» Task prompt:
Write out the whole listing exactly; no images belong in it.
•••••
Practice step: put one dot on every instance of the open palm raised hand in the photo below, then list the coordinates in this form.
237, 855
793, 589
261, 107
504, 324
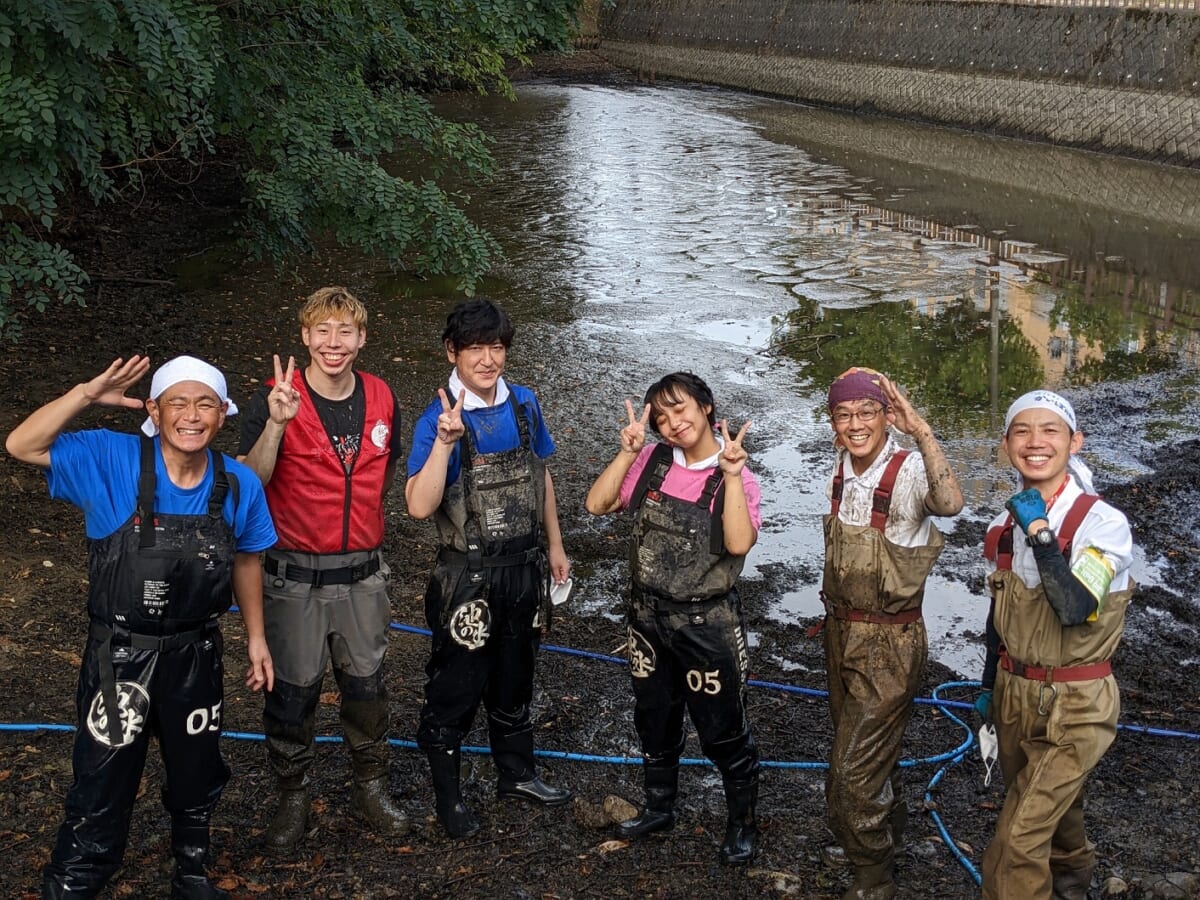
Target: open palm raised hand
109, 387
•••••
» Solved problem:
Practice step: put one dot on every instance of the open palm raised hand in the photo below, then list the coordinates in this form.
237, 855
793, 589
261, 107
504, 324
Target: open palm raised hand
109, 387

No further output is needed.